==== Provided information

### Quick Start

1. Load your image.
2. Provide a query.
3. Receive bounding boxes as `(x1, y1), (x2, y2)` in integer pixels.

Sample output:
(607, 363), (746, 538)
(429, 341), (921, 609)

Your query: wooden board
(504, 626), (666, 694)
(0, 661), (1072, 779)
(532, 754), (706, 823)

========

■ Task instructions
Put every nonblank line of the material above into a JSON list of strings, with one string per line.

■ Correct output
[
  "### Quick Start",
  "1. Load your image.",
  "2. Provide a query.",
  "3. Receive bounding boxes as `(x1, y1), (x2, y2)` in integer pixels.",
  "Sample output:",
  "(607, 363), (746, 538)",
  "(429, 341), (921, 609)",
  "Your query: wooden board",
  "(504, 626), (666, 694)",
  "(0, 661), (1072, 779)",
  "(532, 754), (706, 823)"
]